*YOUR TASK*: Make an exact copy of the lines below.

[Region pointing data]
########
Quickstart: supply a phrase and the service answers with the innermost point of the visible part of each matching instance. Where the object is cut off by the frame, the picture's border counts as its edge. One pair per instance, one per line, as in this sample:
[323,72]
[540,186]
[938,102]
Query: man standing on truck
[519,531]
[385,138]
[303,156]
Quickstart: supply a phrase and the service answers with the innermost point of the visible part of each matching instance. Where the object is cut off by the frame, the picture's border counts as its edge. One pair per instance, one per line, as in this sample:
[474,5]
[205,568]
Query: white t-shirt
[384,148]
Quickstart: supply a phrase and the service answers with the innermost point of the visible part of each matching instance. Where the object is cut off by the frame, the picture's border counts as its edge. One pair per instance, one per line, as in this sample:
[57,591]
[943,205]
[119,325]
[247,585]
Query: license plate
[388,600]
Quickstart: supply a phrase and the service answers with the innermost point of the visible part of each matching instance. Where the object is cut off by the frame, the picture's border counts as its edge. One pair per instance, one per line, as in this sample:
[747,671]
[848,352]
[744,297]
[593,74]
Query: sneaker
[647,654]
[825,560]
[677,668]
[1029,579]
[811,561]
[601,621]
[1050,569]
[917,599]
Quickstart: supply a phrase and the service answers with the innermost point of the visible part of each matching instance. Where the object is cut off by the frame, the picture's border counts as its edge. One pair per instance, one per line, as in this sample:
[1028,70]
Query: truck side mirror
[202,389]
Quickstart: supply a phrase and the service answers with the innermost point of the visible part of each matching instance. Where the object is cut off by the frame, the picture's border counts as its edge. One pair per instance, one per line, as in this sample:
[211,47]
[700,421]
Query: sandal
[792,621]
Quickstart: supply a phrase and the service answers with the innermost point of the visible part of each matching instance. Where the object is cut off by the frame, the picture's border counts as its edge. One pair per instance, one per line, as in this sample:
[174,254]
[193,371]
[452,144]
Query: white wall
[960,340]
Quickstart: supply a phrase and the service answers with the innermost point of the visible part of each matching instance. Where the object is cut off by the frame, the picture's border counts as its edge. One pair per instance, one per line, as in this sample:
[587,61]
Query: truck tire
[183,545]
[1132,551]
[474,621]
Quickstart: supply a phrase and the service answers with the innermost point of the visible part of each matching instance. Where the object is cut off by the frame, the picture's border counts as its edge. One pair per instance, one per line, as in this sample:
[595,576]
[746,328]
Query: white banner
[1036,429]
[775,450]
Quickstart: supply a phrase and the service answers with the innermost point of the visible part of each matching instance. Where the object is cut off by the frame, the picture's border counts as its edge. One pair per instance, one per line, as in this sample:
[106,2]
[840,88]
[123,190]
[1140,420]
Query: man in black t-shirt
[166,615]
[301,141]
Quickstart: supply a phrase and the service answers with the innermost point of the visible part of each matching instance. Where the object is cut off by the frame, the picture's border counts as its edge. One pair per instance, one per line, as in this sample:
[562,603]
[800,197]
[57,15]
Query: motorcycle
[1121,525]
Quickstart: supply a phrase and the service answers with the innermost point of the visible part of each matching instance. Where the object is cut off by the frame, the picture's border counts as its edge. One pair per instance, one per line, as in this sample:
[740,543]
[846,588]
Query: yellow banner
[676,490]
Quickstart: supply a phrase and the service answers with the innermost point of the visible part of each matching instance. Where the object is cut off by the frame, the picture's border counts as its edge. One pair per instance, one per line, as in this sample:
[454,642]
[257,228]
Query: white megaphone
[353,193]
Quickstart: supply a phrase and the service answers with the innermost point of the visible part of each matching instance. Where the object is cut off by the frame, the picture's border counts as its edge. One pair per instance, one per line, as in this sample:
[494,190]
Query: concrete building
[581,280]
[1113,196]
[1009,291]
########
*EXERCISE RESPONSE*:
Quickstart: supply a phrase and the service answers with the innermost point of the visible part of each matching instance. Where the object is cut off by the frame, the picture's border counts as its edge. One pair per instance, one per line, as in this sample:
[323,72]
[540,186]
[938,102]
Query: man standing on truck
[519,531]
[385,138]
[303,156]
Quickstart: supply a phrase and the service answers with the innermost point of the visible part of each matching instance. Where the object is cut off by the frame, the picture's border counts as its edge. One pair per instance, one per line, as in this sample:
[474,5]
[205,568]
Query: white t-shirt
[384,148]
Quickstart: supply a phrase and the service answers with the innermost point of the visible part of each matching instance. Where the object is cut off by the frame, the picture's border counts as its edge. One pair per instance, one per line, as in this sample:
[57,591]
[943,205]
[119,325]
[247,585]
Query: license plate
[388,600]
Quickstart: supply a phrase and the service answers with the innermost point of the visible part of each matching instance. Where the object is cut off by the frame, the picture's border counts as its edge. One pair per instance, one per line, as in this sample:
[747,671]
[848,352]
[744,297]
[593,74]
Query: sneaker
[647,654]
[825,560]
[677,668]
[1029,579]
[811,561]
[601,621]
[1050,569]
[917,599]
Quickstart: supply a phrase and the service answers with the innermost point of the visible part of each matching instance. Where the object is cut off by the frame, the picture's border counts as its edge. One pair per instance, one per line, as in this sample:
[1028,70]
Query: truck side mirror
[202,389]
Quickstart: supply a phrase and the service answers with the innermost point of the visible part of each matching instance. Where the object is cut off by the frame, the picture's border counts as its edge. One pair per instance, one per line, as in this sample:
[211,47]
[700,421]
Query: sandal
[792,621]
Quickstart: supply a phrase and the service answers with the innermost point of the visible part of each matching instance. Where the object is cut off by the frame, the picture's border counts as its edge. One pair per instance, one per line, as in this sample:
[174,254]
[193,371]
[452,144]
Query: white wall
[960,340]
Quickstart: supply a phrase and the service answers with the innermost point of the visible part of each matching instance. Where the object is cut off by the frame, the picture's border counts as its edge. One pair per instance, one per line, as in this sample:
[587,61]
Query: truck tire
[183,545]
[1132,551]
[474,621]
Quickstart: supply a phrase and the service answers with the innermost point of the visible part of each matching instance. Where the object is cut off by the frame, the picture's border counts as its edge. One pair per instance, one per line, as in this sample:
[595,576]
[746,328]
Query: white banner
[1036,429]
[775,450]
Quickstart: supply a phrase and the service answers with the innermost point of the visible part of each matching instance. Where the object is cut off by the frame, the picture's border counts as its edge. One pair per instance, one per line, as in this sample:
[106,2]
[840,88]
[123,190]
[1140,420]
Query: man in black t-shirt
[166,615]
[301,141]
Quickstart: supply a phrase and the service answers with the innermost point of the visible part of each matching instance. Where the object is cut off by the frame, the picture's border counts as its edge. One pair per instance, one per line, as in this sample:
[562,603]
[800,197]
[57,15]
Query: motorcycle
[1121,525]
Quickstart: supply a phrase and the service answers with the innermost point of the visible part of each matching instance. Where the object is cut off by the frame, the picture's border counts as its edge. One pair per instance, one per line, as in this sample:
[740,543]
[846,588]
Query: yellow banner
[676,490]
Quickstart: supply a phrase and the service answers with the innermost point of the visible part of each matching instance. Where the object is cut off by the frame, the picture's border counts as its edge. One pair per instance, one per line, as in this sample:
[454,642]
[257,228]
Query: white megaphone
[353,193]
Quickstart: supply a phrase and the service answers with the innermost point of the visible part of each matching instance. Where the object is cut off by the frame, the picture's border counts as its edge. One pair per instance, one per line, as in this sample:
[494,190]
Query: concrete building
[581,280]
[1113,196]
[1009,291]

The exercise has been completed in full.